--- SOURCE DATA ---

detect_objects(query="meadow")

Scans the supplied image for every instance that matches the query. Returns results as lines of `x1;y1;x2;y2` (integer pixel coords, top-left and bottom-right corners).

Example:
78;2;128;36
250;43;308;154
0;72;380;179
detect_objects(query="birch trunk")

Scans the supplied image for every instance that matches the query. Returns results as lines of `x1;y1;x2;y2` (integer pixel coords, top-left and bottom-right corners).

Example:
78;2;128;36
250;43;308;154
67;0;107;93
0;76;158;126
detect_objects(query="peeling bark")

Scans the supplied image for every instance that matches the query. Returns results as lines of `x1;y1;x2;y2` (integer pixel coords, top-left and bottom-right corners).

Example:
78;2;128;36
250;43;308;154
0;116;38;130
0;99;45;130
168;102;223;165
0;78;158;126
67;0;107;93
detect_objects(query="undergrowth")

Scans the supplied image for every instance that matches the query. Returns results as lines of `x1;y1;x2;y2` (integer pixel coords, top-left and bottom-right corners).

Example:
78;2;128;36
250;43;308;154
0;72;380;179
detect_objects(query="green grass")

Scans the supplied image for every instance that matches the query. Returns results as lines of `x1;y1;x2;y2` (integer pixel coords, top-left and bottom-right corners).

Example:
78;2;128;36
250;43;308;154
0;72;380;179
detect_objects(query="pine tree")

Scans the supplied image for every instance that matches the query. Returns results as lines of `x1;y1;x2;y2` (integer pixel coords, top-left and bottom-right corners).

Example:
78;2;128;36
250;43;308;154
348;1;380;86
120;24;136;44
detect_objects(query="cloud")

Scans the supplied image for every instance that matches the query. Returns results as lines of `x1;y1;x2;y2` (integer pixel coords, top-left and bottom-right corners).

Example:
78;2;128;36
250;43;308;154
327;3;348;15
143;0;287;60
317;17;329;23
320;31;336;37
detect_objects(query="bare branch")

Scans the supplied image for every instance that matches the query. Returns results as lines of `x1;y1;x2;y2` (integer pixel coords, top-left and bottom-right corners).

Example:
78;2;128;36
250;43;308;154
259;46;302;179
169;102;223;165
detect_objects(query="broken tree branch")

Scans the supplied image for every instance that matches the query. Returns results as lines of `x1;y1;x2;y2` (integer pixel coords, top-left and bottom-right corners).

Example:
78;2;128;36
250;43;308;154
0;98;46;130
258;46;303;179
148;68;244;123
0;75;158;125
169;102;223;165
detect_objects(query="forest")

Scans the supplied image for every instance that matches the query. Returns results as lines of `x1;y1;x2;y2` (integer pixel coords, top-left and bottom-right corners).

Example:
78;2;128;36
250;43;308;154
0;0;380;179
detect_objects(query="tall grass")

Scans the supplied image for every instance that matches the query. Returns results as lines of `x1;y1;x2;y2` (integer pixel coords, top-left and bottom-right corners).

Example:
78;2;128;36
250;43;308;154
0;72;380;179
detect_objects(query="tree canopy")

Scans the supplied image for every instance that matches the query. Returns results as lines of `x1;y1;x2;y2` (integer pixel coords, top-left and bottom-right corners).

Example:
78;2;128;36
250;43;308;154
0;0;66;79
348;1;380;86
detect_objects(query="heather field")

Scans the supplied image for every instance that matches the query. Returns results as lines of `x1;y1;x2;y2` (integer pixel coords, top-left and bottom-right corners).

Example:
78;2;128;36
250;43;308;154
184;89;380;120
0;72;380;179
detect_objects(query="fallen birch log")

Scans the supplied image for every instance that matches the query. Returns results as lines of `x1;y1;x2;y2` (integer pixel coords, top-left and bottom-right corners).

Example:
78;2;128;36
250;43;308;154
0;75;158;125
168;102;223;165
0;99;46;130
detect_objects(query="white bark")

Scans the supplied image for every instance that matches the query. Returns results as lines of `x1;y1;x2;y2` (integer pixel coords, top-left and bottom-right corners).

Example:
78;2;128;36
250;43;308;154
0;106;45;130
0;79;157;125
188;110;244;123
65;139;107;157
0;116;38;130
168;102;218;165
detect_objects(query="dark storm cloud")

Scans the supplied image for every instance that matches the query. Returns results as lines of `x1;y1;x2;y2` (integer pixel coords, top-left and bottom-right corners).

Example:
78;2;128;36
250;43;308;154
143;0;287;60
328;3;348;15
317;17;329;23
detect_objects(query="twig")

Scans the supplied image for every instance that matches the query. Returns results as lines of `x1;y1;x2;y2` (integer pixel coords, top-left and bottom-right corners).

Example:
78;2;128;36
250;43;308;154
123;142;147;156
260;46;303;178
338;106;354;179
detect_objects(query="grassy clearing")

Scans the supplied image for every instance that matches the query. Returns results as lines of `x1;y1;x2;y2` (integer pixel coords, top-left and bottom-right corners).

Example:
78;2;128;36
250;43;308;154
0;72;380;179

---
--- SOURCE DATA ---

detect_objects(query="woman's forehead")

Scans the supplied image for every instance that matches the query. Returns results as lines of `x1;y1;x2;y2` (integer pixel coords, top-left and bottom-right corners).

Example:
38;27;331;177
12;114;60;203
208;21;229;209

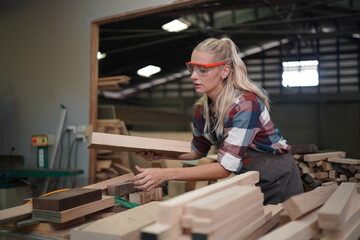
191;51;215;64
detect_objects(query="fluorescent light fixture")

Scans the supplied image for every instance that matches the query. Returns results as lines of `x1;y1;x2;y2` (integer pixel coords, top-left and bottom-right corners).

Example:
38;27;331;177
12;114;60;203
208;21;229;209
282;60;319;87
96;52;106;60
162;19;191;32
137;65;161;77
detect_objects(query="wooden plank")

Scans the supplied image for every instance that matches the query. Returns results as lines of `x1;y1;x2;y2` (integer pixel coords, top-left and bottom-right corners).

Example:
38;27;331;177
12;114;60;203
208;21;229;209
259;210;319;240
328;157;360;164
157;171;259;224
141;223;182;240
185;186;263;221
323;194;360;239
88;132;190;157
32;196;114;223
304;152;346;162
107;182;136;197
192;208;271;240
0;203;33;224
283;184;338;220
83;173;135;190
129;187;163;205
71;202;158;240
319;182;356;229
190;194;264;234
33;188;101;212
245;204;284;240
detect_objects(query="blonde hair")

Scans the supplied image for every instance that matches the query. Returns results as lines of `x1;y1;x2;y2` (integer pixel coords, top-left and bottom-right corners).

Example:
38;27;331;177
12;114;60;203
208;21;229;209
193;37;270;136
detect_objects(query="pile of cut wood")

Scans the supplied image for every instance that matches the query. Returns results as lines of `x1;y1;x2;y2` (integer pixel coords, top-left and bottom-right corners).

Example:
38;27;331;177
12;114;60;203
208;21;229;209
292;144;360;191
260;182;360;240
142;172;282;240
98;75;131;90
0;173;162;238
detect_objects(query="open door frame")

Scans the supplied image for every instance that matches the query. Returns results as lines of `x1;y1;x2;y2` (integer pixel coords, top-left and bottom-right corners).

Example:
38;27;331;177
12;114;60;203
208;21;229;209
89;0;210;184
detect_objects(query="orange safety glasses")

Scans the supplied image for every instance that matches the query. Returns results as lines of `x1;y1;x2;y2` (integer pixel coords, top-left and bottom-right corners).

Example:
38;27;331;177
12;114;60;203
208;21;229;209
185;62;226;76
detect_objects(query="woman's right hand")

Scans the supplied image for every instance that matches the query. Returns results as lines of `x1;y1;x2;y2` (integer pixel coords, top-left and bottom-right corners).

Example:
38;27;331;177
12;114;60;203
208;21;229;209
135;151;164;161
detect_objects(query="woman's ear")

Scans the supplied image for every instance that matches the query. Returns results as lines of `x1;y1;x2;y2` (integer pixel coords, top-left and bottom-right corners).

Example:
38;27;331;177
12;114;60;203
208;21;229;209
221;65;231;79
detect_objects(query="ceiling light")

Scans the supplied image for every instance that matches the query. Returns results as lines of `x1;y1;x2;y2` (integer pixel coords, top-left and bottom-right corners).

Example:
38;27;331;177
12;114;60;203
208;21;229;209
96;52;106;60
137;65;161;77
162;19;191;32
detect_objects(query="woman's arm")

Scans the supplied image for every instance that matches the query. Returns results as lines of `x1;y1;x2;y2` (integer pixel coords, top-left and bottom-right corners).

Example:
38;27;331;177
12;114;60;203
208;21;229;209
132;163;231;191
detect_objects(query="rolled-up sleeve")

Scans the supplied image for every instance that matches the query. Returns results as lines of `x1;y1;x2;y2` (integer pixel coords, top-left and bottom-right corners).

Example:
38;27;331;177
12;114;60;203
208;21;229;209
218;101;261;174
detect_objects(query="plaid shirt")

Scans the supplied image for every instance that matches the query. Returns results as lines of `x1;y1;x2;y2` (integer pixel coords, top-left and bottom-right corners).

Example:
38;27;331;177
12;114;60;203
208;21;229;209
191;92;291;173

---
--- SOURCE DATA ---

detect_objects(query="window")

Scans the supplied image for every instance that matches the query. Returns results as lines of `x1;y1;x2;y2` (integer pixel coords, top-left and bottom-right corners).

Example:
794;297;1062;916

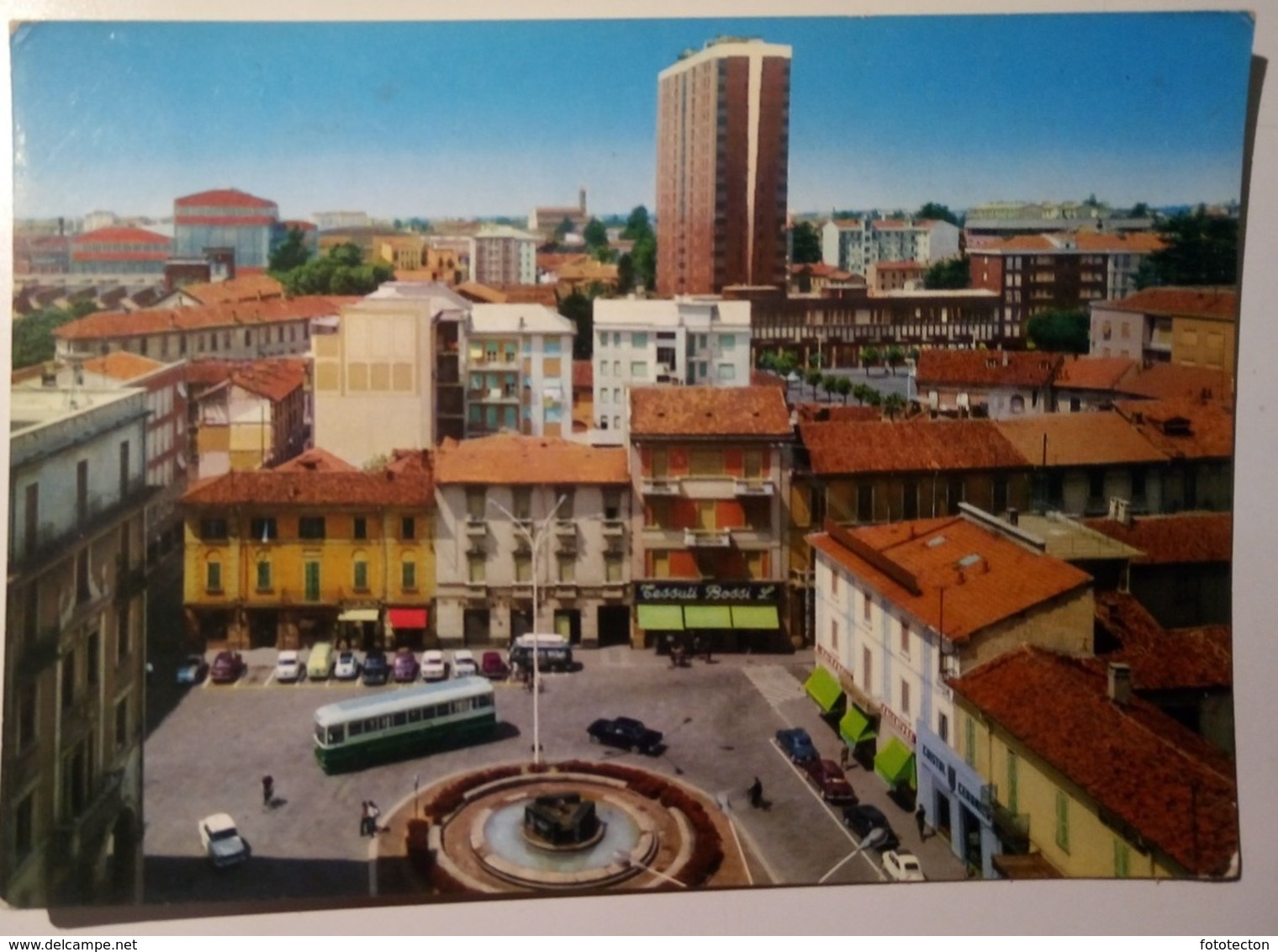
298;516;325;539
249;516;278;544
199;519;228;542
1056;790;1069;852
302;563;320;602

---

__WHAT IS NEEDED__.
Return each line of the records above that contains the string "tree". Case counts.

__COMPLETE OUTPUT__.
detect_objects(query="pine tree")
detect_objects(query="broken tree branch")
detect_objects(query="tree canopy")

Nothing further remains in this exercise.